— begin Source records —

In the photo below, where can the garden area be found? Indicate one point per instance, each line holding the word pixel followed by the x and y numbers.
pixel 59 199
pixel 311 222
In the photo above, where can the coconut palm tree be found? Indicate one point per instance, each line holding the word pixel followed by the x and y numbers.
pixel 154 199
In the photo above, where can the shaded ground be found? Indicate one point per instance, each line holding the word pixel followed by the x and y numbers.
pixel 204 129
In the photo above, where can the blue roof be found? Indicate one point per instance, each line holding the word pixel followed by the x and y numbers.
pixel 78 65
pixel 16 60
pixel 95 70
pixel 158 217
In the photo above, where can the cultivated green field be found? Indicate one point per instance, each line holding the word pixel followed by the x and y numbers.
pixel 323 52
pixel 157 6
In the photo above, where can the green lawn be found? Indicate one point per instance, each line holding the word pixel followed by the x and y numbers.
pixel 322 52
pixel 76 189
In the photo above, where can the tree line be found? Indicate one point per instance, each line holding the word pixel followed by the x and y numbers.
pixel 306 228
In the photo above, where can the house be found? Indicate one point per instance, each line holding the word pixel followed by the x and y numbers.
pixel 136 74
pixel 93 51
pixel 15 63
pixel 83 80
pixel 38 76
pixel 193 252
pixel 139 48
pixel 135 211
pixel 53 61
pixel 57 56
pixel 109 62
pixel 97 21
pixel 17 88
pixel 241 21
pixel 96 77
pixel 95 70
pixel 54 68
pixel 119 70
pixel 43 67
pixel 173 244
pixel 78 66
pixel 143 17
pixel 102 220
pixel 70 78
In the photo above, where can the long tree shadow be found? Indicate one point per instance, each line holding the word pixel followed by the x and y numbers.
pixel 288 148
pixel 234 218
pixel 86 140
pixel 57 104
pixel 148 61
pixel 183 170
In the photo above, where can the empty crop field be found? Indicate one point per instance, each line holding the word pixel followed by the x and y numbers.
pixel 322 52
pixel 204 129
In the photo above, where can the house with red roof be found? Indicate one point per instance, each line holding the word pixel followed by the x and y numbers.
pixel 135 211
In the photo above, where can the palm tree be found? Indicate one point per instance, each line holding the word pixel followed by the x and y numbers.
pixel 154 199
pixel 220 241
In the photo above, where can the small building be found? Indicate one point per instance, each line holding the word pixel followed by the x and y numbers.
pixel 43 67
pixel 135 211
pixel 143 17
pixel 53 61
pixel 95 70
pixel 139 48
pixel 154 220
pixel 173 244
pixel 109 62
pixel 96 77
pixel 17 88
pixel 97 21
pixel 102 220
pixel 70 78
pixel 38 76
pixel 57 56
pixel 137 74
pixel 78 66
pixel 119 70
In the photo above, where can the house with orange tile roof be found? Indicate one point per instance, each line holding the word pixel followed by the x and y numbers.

— end Source records —

### [What you have to do]
Rewrite the lines of the listing from the one containing "In the photo above, where can the blue" through the one containing "pixel 306 228", inclusive, replacing "instance" with "occurrence" and leaving everything else unchanged.

### [Solved exercise]
In the photo above, where can the blue roof be found? Indicate one point per occurrence, each line holding the word pixel followed by the x and y numbers.
pixel 78 65
pixel 16 60
pixel 95 70
pixel 158 217
In the photo above, where can the cultivated green field be found? Indicate one point per occurrence, each line holding the word pixel followed by the x and y numbers.
pixel 323 52
pixel 157 6
In the photo above, where can the green lawn be found? Indicate one point per occurrence, each line holding the word pixel followed by the x and y numbers.
pixel 322 52
pixel 76 189
In the photo above, where can the tree line be found? Indicate one point per occurrence, each line holding the word pixel followed by the x and y numbers.
pixel 306 228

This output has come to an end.